• Your task
Print out each entry below in full, exactly as given, excluding pictures.

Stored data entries
- - -

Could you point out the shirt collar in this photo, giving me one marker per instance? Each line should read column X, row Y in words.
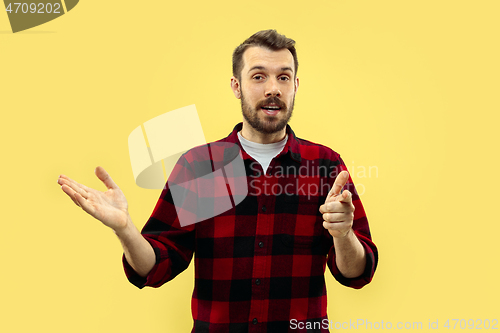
column 292, row 146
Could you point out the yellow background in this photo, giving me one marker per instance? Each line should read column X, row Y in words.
column 409, row 87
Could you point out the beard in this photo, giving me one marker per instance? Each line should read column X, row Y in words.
column 269, row 124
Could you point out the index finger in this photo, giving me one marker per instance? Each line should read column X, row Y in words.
column 105, row 178
column 339, row 183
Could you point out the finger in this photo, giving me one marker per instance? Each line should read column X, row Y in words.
column 105, row 178
column 76, row 187
column 345, row 197
column 336, row 207
column 336, row 217
column 69, row 191
column 86, row 206
column 339, row 183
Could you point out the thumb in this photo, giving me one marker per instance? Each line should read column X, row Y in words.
column 105, row 178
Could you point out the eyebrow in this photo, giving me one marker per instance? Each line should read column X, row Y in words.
column 283, row 69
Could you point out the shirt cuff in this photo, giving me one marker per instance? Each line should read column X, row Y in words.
column 367, row 275
column 137, row 280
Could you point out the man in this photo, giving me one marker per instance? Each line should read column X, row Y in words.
column 259, row 266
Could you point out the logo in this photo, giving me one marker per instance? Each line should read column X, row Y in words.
column 211, row 181
column 26, row 15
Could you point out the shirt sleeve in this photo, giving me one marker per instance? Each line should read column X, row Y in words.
column 362, row 231
column 172, row 243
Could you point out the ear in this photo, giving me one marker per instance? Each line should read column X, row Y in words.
column 236, row 87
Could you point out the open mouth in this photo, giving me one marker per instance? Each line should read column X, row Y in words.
column 271, row 110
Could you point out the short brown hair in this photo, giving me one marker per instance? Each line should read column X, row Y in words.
column 270, row 39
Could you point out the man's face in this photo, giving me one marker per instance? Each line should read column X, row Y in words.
column 267, row 88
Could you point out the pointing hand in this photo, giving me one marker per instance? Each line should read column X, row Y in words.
column 338, row 210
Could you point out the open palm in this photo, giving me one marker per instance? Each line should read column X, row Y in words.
column 110, row 207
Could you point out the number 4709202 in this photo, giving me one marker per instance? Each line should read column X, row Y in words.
column 32, row 8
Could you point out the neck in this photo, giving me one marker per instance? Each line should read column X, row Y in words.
column 249, row 133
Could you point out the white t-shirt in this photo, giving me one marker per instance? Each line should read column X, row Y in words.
column 262, row 153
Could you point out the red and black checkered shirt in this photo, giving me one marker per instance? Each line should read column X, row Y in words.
column 259, row 264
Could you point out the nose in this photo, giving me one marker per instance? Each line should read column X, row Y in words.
column 272, row 89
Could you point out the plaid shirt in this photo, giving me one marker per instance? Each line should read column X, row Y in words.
column 259, row 266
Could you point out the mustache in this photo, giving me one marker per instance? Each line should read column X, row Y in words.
column 272, row 100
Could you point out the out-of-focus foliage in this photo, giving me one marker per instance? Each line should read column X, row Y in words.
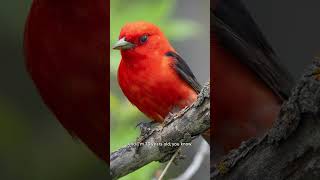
column 125, row 116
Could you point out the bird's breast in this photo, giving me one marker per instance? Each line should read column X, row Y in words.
column 154, row 88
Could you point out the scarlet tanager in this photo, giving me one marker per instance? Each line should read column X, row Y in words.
column 151, row 74
column 65, row 48
column 249, row 84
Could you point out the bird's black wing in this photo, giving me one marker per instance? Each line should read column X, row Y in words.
column 184, row 71
column 237, row 32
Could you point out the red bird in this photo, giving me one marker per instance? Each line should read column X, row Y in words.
column 151, row 74
column 249, row 84
column 66, row 56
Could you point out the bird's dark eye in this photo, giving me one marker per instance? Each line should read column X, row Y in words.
column 143, row 38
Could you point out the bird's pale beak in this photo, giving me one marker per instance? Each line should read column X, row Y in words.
column 123, row 44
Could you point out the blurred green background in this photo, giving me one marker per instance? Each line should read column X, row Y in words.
column 182, row 30
column 33, row 145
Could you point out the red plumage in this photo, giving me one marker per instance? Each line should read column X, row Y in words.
column 148, row 76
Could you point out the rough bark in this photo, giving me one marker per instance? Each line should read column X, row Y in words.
column 291, row 149
column 181, row 127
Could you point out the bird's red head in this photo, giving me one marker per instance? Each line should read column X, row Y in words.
column 138, row 39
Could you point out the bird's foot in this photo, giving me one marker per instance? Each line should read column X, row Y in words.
column 146, row 130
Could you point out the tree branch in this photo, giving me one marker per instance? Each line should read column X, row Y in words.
column 181, row 127
column 291, row 149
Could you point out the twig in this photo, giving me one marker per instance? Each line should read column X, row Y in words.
column 196, row 162
column 169, row 164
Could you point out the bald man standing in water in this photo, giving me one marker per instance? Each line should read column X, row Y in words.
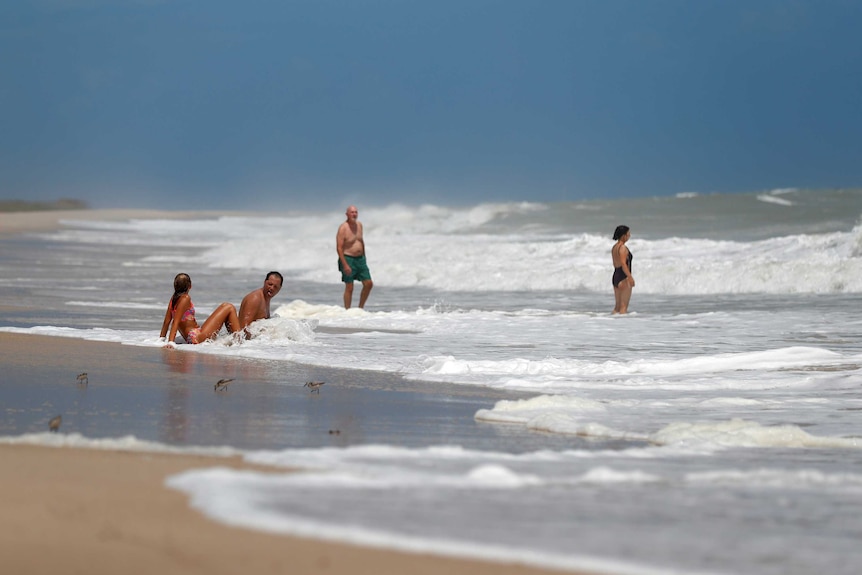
column 350, row 245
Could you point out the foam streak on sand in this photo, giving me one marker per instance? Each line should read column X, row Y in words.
column 487, row 404
column 74, row 510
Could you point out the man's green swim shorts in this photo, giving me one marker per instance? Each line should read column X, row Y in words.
column 358, row 269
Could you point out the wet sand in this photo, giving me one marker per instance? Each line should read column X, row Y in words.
column 72, row 510
column 108, row 511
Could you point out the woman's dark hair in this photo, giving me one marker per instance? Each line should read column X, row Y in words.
column 620, row 232
column 182, row 284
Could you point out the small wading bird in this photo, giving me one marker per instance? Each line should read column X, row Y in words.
column 314, row 385
column 222, row 384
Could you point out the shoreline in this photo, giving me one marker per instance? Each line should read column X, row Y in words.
column 104, row 512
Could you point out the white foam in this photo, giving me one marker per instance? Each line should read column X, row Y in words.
column 741, row 433
column 125, row 443
column 231, row 497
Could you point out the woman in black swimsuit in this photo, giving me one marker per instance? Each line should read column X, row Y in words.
column 622, row 280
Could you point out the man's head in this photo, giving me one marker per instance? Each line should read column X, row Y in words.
column 272, row 284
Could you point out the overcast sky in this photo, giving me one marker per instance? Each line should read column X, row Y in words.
column 216, row 104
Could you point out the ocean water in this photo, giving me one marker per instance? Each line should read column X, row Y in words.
column 715, row 429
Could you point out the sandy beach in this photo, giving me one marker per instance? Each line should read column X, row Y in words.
column 104, row 512
column 88, row 511
column 107, row 511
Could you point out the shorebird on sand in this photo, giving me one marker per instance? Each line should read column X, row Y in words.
column 314, row 385
column 222, row 384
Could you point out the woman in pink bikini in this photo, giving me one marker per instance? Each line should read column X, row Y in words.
column 180, row 316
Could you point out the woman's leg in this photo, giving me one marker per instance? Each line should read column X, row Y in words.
column 223, row 315
column 625, row 291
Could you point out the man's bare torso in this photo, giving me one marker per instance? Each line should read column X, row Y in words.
column 352, row 243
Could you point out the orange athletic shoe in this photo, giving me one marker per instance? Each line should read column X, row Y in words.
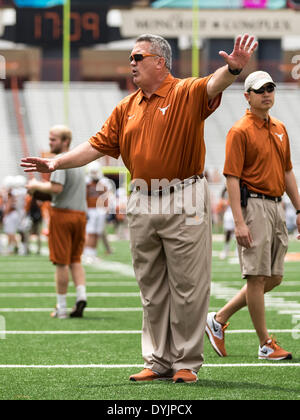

- - -

• Output below
Could you point out the shirt collar in this photo, giving me one marker per instance? Each line should read column X, row Y in words.
column 292, row 146
Could you point out the yellow background in this photo, giving me one marker per instance? Each line should read column X, row Y in words.
column 409, row 87
Could you point out the beard in this photo, giving me one marker per instance? Each line should read column X, row Y in words.
column 269, row 124
Could you point out the index finger in this photo, giving me one marker per instance? Each line should read column X, row Y in words.
column 105, row 178
column 339, row 183
Could you point out the finger in this photo, giving me one marker per instance? Each line should read column X, row Y in words.
column 105, row 178
column 76, row 187
column 345, row 197
column 336, row 207
column 336, row 217
column 69, row 191
column 86, row 206
column 339, row 183
Could you point out the thumb in this photo, giving me one marker per instance? Each line should read column X, row Y in words.
column 105, row 178
Could you point out the eyebrow in this photo, giving me one marker per instance? Each line should read column X, row Y in words.
column 283, row 69
Could you point out the shirt cuff in this photo, giving me one marker per instance? Each line should read column X, row Y in words.
column 367, row 275
column 137, row 280
Could you point out the man in this photo, giving me one marker per instance? Each line should read column X, row Y in words.
column 259, row 266
Could you point out the logo in this photo, giving me one marker per instance? Each line should read column X, row Y in words.
column 211, row 181
column 26, row 15
Could you point out the shirt sleeve in this photo, giving me one marker per instance? Each line should read column X, row Y in words.
column 362, row 231
column 172, row 243
Could you point out the ear in this photo, giving me one marker per instance? Each line should read column X, row Y in words.
column 236, row 87
Could you point out the open mouth in this photo, giving me one marker per instance? Each line should read column X, row Y in words.
column 271, row 110
Could you point out the short brown hair in this photo, giving me one marker per instance? Each line should read column X, row Y in words.
column 270, row 39
Could you point out the man's face in this photo, giving me one marker per instance? Each line should read column X, row Y in words.
column 267, row 88
Could you point out the pointing hand in this photo, giving me one marker per instance? Each line should read column X, row Y in words.
column 338, row 210
Could you point out the open palm in this photo, giving me one marker per instance? Each line should read column X, row Y in words.
column 110, row 207
Could you point out the number 4709202 in this photo, giving me one marker per instance? Each line should read column X, row Y in words.
column 32, row 8
Could you point out the neck in this photo, giving me one marker per instance? Each line should read column X, row Y in words.
column 249, row 133
Could you point out the white t-shirt in this photo, giving me one marker per instance? Each line should read column X, row Y in words.
column 262, row 153
Could you point out the red and black checkered shirt in this photo, giving me one marker per instance? Each line should read column X, row Y in words.
column 259, row 264
Could you point out the nose in this photo, giving me one marker per instance? Each line should read column X, row Y in words.
column 272, row 89
Could you point out the plaid shirt in this photo, giving me one marker per instance? Each line should read column X, row Y in words.
column 259, row 266
Could you point out the mustache in this photo, giving me one marker per instance? Each line should read column X, row Y in words.
column 272, row 100
Could you point out the out-of-focus foliage in this photo, giving me one marker per instance? Each line should read column X, row Y in words.
column 125, row 116
Could you point out the bird's breast in this photo, giving me one marker per instance? Each line should read column X, row Y in words.
column 154, row 88
Could you point out the scarlet tanager in this photo, giving me one marker per instance? Each line should read column X, row Y in words.
column 151, row 74
column 65, row 48
column 249, row 84
Could you point out the bird's black wing in this photo, giving me one marker per instance? Each line should read column X, row Y in words.
column 184, row 71
column 237, row 32
Could you point out the red bird in this photo, giving me one marker per instance? Each line should read column X, row Y in words.
column 151, row 74
column 249, row 84
column 66, row 56
Could you point out the bird's dark eye in this photo, giving me one marker per instance? Each line should read column X, row Y in words.
column 143, row 38
Could you point out the bird's pale beak in this photo, giving me one marker per instance? Each line should read column X, row Y in words.
column 123, row 44
Could you point out the blurred green background in this photo, giving me one marker per instance? Each line should read column X, row Y in words.
column 182, row 30
column 33, row 145
Could you point out the red plumage in this photo, giving me one marker per instance? Each line should read column X, row Y in words.
column 148, row 76
Could you point out the rough bark in this photo, giving me one marker per instance? Each line should read column X, row Y in words.
column 291, row 149
column 181, row 127
Could you point out the bird's red head in this photo, giving me one marker per instance? Each line should read column X, row Y in words.
column 138, row 39
Could you point out the bird's foot in this photo, giving me one marker per instance? Each line should read column X, row Y in words.
column 146, row 130
Could you point out the tree branch in this photo, giving me one marker per instance? Each line should read column X, row Y in words.
column 181, row 127
column 291, row 149
Could you point out the twig in this photo, giving me one marker per instance? Each line should read column X, row Y in words.
column 196, row 162
column 169, row 164
Could you point out the bald man standing in water in this photo, giving me one marker per instance? Each line should read column X, row Y in words.
column 350, row 245
Could you point out the foam streak on sand in this photo, giving me one marker per instance? Each line should read column X, row Y in words.
column 487, row 404
column 74, row 510
Could you point out the man's green swim shorts in this photo, giving me one marker per instance? Each line should read column X, row Y in words.
column 358, row 269
Could you point out the wet sand in this photo, giving me one marker per instance? Each line should read column X, row Y in words.
column 72, row 510
column 108, row 511
Could you point out the woman's dark hair in this photo, giving me one marker per instance? Each line should read column X, row Y in words.
column 620, row 232
column 182, row 284
Could you point out the small wading bird in this photo, giving me one marker per instance? Each line should read column X, row Y in words.
column 314, row 385
column 222, row 384
Could you point out the shoreline in this photo, giving me one marker per instance? Each line should read column X, row Y in words.
column 104, row 512
Could you point out the white foam in this photo, giving me one marker per instance? Each line should read column X, row Y in words.
column 741, row 433
column 125, row 443
column 231, row 497
Could you point out the woman in black swimsuit in this photo, giving me one marker per instance? Each line should read column X, row Y in words.
column 622, row 280
Could you point out the man's head in this photo, giving me one marker per instance? Each line should read column X, row Y in words.
column 272, row 284
Could you point out the overcast sky in this photo, giving me one marker per instance? Each line should read column X, row Y in words.
column 216, row 104
Could you point out the ocean water in this photo, giving me one marker per instance? Each line should read column X, row Y in words.
column 715, row 429
Could you point out the sandy beach in this photo, giving me one marker per instance? Each line should read column X, row Y in words.
column 104, row 512
column 88, row 511
column 107, row 511
Could you point out the shorebird on sand in this photo, giving me one marker per instance? Each line should read column X, row Y in words.
column 314, row 385
column 222, row 384
Could you point out the woman in pink bikini in this photo, giving me one marker per instance? Each line should read column X, row Y in words.
column 180, row 316
Could you point out the woman's leg in this photo, giving me one marker per instance? Each line should read column X, row Y in words.
column 223, row 315
column 625, row 291
Could you point out the man's bare torso in this photo, giving me one marker per instance? Each line should read column X, row Y in words.
column 352, row 243
Could you point out the orange athletic shoe in this photo, giving me one marker per instance? Each line should read column X, row Y in words.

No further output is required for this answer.